» **The task**: Return, unchanged, each line of the material below that contains the string "glass".

» **Stored data**:
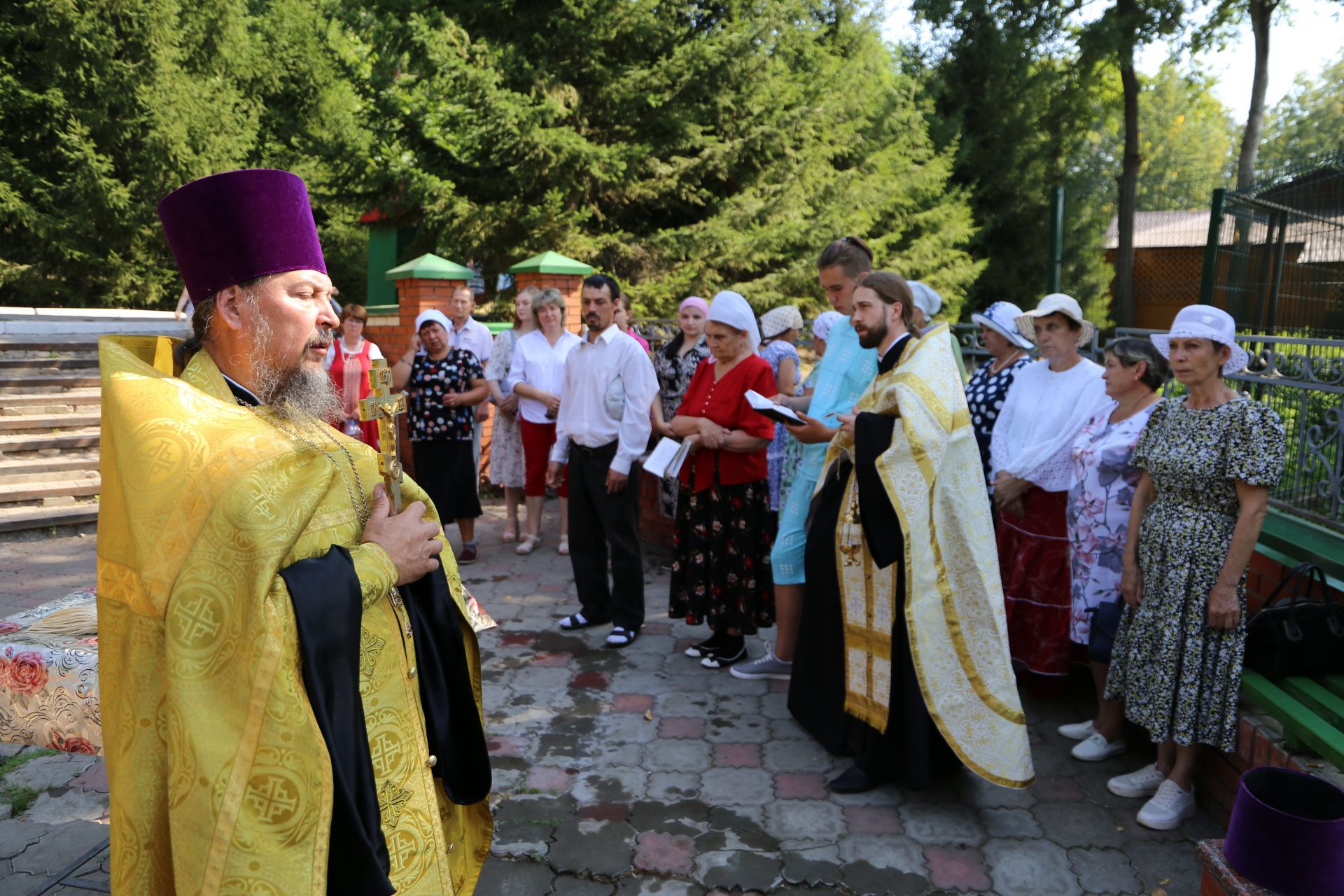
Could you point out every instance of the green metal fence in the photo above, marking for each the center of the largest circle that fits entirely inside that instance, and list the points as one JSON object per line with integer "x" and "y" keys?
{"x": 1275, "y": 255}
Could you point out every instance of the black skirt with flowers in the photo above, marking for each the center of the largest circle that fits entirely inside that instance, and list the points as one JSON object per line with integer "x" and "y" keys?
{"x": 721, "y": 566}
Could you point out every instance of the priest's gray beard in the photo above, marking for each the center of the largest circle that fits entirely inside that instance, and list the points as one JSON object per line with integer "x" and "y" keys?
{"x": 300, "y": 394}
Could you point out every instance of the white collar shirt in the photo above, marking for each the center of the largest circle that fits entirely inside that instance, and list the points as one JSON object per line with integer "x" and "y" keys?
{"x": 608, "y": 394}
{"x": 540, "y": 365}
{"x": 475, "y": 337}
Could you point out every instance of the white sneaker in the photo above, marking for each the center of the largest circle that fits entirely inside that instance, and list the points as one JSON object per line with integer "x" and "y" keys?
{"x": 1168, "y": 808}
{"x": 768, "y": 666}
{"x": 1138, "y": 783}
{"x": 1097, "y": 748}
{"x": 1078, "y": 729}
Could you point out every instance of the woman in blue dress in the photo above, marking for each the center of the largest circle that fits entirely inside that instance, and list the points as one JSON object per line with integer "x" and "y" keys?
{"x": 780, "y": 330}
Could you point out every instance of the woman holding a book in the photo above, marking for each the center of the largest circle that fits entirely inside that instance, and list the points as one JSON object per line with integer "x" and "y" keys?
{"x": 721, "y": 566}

--

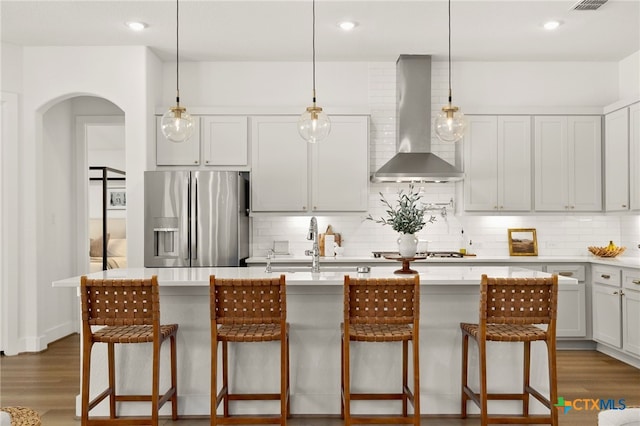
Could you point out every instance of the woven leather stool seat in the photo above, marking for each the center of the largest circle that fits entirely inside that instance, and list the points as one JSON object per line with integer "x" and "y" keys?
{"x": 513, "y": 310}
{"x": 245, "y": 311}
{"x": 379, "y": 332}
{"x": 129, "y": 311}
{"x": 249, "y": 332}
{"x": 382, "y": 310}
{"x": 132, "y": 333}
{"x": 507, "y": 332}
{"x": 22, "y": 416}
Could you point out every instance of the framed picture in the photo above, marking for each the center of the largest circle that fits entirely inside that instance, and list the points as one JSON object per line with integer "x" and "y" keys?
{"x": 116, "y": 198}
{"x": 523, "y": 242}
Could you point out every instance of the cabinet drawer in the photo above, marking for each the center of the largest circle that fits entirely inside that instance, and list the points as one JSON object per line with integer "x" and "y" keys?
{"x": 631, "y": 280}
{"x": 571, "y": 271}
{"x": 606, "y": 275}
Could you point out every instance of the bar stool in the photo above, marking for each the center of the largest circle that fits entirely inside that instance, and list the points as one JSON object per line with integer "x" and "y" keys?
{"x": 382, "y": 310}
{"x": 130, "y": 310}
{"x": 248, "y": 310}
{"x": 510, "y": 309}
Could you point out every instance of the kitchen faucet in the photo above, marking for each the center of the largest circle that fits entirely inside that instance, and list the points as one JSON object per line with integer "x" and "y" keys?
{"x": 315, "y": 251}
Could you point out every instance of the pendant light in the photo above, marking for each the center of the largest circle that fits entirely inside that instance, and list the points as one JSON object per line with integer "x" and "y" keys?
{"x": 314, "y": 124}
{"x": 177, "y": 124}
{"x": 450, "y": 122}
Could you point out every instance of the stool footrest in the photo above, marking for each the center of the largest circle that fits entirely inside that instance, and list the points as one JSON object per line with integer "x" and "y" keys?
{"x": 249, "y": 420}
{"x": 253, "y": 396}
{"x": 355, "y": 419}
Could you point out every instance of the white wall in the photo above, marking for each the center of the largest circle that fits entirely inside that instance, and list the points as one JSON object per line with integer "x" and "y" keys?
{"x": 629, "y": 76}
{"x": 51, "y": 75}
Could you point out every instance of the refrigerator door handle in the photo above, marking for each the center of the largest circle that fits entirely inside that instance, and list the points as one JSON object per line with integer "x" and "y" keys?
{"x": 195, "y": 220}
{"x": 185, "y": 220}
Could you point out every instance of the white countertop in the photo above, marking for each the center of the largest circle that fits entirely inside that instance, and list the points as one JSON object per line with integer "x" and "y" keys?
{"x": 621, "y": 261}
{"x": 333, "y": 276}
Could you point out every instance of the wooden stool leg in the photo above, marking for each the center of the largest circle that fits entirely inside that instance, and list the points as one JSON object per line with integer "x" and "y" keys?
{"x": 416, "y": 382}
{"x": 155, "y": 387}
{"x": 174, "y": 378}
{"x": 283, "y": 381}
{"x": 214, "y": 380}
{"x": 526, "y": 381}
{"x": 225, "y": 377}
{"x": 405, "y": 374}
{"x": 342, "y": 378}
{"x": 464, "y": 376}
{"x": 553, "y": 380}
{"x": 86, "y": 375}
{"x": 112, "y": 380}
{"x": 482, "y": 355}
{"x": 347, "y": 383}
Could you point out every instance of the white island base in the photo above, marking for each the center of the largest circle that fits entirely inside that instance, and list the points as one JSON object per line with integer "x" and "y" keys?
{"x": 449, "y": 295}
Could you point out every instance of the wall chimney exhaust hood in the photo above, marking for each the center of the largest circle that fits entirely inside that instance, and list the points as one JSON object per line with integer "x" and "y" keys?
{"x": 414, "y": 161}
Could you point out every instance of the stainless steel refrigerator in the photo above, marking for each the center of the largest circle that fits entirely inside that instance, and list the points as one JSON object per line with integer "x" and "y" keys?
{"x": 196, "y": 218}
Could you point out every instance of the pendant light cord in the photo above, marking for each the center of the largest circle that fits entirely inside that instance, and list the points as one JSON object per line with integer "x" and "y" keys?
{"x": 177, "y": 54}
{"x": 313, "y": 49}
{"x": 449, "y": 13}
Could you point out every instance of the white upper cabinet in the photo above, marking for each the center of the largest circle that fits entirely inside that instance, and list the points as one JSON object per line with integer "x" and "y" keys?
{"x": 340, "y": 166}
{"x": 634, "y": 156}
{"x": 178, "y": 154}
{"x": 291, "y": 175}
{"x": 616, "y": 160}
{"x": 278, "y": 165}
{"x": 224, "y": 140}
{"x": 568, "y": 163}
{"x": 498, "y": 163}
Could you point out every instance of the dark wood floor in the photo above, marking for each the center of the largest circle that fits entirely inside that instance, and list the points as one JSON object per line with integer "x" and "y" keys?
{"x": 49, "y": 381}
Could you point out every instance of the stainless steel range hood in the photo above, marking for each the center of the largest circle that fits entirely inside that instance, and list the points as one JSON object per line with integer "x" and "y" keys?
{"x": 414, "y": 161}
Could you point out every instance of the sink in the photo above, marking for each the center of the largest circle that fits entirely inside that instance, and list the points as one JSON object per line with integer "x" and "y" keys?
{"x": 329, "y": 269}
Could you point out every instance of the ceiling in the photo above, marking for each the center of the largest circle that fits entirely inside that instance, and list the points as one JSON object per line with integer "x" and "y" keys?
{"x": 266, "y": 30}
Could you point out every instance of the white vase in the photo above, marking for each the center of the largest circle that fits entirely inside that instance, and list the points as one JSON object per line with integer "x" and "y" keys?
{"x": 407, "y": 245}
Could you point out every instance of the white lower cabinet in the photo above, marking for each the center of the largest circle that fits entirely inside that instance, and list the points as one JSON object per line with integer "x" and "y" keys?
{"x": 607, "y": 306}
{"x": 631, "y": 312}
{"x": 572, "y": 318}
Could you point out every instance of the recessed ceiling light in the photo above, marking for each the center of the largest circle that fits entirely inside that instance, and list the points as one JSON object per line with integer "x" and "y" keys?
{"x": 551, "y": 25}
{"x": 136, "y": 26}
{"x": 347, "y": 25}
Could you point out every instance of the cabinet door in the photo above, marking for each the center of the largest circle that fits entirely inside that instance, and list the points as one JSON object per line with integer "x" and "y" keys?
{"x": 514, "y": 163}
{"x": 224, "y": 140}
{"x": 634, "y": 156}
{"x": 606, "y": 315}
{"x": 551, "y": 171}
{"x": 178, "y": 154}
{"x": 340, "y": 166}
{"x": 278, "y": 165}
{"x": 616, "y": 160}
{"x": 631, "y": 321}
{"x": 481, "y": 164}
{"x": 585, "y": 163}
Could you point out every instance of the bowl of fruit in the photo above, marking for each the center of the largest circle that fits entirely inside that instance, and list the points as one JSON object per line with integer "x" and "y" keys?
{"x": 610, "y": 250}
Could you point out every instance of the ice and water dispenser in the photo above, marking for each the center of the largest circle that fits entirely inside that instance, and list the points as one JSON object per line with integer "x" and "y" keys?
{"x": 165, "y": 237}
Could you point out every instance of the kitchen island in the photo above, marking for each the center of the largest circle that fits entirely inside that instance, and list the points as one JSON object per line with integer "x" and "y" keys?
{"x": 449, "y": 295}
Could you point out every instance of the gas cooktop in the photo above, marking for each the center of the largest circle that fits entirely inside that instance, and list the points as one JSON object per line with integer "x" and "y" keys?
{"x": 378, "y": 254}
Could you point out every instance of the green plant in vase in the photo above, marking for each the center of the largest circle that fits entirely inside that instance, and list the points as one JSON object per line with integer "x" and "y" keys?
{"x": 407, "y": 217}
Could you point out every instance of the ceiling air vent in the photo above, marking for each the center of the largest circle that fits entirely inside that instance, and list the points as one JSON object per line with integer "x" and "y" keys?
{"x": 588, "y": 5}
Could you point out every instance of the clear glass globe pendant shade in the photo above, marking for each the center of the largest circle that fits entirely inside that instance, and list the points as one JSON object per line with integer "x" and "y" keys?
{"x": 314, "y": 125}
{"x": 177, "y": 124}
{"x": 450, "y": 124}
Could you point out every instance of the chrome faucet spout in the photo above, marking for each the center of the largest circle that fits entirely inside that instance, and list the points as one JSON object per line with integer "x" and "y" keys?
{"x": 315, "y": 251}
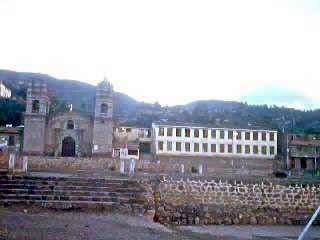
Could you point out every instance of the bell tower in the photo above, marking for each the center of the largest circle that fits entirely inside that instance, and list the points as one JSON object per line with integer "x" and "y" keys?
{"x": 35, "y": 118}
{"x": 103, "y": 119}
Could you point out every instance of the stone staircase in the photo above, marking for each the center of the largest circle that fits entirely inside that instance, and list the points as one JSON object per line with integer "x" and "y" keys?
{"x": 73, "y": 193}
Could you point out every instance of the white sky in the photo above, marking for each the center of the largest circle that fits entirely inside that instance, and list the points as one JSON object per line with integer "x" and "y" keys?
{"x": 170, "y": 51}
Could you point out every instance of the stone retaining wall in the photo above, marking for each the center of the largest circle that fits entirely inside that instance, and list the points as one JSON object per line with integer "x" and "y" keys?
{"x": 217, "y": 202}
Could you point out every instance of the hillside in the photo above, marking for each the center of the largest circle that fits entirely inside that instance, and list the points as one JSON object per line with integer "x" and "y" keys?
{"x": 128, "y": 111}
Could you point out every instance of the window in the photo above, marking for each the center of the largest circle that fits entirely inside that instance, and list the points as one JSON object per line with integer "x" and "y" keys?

* * *

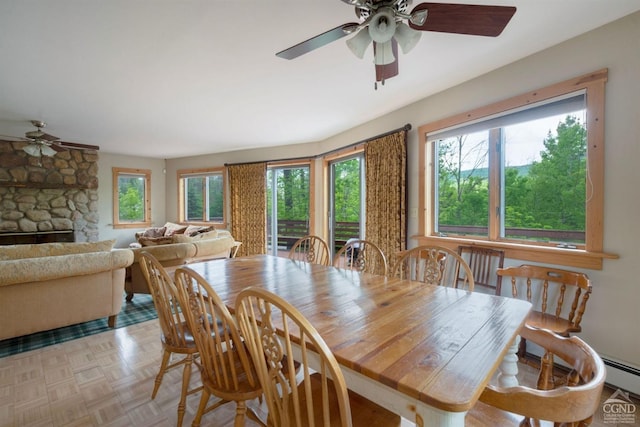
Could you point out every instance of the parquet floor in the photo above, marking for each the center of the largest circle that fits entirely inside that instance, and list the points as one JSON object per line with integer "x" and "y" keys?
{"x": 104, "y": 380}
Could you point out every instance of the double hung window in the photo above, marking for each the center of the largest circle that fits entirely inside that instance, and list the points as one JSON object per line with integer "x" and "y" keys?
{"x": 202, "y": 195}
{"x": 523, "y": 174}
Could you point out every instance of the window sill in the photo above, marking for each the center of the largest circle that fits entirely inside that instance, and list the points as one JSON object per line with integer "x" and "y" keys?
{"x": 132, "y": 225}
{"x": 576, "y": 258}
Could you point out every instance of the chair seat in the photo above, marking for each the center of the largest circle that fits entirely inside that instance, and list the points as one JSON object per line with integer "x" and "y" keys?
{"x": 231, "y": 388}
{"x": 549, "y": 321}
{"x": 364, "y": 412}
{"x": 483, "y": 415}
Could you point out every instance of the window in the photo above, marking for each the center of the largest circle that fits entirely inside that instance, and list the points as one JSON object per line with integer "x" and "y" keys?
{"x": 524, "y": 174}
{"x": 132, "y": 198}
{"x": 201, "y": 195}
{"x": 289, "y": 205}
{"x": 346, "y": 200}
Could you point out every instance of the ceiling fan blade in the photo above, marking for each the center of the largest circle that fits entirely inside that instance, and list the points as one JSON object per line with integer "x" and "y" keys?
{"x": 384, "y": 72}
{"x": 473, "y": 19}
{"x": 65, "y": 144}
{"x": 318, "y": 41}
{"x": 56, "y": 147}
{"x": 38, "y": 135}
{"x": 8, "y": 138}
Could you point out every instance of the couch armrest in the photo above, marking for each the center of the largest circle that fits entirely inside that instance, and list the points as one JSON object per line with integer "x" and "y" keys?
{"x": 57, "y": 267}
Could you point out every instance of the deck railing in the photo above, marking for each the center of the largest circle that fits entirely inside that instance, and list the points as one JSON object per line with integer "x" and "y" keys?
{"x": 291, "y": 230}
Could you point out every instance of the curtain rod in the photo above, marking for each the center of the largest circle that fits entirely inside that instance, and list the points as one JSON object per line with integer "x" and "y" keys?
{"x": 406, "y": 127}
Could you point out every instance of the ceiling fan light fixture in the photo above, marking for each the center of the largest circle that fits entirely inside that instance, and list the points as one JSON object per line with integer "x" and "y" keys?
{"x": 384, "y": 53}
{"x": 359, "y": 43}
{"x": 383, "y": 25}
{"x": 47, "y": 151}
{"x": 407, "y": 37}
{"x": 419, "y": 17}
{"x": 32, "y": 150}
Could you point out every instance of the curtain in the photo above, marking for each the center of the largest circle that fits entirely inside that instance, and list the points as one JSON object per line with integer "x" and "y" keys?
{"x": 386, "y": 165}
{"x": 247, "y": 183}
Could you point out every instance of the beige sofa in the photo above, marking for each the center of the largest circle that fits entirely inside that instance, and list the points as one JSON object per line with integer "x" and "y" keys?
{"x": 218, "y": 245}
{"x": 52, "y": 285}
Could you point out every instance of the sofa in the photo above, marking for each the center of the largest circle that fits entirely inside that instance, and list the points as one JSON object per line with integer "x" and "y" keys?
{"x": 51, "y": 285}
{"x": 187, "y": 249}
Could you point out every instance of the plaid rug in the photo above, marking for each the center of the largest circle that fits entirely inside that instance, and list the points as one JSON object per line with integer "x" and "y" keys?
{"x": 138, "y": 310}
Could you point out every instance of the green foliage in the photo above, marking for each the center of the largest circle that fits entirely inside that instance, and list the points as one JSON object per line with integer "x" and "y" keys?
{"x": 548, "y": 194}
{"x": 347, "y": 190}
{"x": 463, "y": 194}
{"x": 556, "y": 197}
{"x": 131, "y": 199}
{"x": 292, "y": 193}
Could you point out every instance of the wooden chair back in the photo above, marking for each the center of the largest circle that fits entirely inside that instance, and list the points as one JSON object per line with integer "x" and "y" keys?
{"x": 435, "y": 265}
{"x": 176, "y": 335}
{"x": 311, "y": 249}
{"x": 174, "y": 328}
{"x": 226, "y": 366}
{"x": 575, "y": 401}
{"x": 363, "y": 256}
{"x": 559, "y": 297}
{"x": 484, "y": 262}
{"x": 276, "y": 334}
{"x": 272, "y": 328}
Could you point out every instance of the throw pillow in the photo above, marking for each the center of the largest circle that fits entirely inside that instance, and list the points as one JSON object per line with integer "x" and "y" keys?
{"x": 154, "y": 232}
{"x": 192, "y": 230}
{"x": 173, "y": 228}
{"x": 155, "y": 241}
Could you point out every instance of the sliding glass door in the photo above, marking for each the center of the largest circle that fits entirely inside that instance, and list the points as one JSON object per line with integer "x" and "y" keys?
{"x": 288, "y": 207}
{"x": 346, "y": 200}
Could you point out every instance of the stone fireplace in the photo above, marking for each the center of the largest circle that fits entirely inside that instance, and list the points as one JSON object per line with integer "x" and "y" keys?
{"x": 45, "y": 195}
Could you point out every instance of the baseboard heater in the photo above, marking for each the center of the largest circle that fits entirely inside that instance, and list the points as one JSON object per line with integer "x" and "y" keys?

» **Reply to the task**:
Could you point out every instance of the clear glass globe pendant shade in the photo above, marking for each the center of the largest circle that fits entirely inside that instance, and list the points as one JSON object per line with integer "x" and "y" keys?
Could you point out every instance of the sliding glass door in the photo above, marking for each the center of the largest circle that fits entirely inside that instance, and list the points as one JSON object per line with integer "x" and "y" keys?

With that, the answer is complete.